* [WORK ORDER]
Return nothing except the lines from the one that contains "Target: minivan hood" through the end of the material below, each exactly as given.

- - - - -

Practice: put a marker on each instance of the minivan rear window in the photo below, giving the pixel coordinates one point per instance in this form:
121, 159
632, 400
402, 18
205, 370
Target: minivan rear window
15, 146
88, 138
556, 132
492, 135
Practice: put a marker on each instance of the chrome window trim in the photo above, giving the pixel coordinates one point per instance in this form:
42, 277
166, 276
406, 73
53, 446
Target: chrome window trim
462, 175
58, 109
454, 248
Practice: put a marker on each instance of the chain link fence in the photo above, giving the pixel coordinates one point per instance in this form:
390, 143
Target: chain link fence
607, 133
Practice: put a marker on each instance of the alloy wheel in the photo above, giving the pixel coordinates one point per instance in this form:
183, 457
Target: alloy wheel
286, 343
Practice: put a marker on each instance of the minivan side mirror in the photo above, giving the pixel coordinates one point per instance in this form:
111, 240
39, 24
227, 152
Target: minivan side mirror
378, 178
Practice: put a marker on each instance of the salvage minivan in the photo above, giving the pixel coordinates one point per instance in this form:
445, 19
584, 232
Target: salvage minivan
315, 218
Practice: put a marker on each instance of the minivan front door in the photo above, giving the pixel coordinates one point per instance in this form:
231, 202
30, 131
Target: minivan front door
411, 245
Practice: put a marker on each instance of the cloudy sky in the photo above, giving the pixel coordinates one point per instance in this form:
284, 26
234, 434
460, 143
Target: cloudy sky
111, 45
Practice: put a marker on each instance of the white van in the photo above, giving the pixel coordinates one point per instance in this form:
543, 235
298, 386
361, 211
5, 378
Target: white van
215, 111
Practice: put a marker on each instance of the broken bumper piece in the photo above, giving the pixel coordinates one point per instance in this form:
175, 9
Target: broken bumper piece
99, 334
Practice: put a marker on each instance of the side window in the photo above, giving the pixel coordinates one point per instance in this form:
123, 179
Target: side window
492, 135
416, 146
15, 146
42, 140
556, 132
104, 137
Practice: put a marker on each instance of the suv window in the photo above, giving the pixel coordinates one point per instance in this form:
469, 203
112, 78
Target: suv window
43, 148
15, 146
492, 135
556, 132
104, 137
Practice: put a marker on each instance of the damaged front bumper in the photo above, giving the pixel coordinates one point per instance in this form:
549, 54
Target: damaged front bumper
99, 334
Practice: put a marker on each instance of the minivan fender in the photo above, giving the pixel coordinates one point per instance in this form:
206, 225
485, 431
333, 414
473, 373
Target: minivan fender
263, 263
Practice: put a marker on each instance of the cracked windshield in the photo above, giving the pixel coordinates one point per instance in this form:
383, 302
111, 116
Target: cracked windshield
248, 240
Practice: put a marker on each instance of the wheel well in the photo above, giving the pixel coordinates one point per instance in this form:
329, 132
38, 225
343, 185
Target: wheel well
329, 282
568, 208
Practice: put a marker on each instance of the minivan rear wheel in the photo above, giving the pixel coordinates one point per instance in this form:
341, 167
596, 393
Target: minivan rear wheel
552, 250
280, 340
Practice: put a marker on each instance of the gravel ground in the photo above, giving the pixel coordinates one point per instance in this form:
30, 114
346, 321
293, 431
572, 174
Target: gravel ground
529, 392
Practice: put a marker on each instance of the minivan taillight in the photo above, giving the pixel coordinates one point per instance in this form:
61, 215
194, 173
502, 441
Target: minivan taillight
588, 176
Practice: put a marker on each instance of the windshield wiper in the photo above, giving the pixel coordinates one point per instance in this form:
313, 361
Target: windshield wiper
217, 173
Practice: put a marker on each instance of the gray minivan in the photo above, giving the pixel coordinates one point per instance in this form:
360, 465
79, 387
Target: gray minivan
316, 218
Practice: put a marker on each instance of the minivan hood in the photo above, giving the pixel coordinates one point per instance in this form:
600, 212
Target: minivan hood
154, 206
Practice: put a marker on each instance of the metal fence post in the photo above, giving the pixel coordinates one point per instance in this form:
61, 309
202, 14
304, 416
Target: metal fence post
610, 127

- - - - -

* [WRITTEN REPLY]
Target: minivan hood
154, 206
Practice: put a marker on each instance of the metal fence post in the photo above, giving the pixel coordinates one point per instance in this form:
61, 309
202, 14
304, 416
Target: metal fence post
610, 127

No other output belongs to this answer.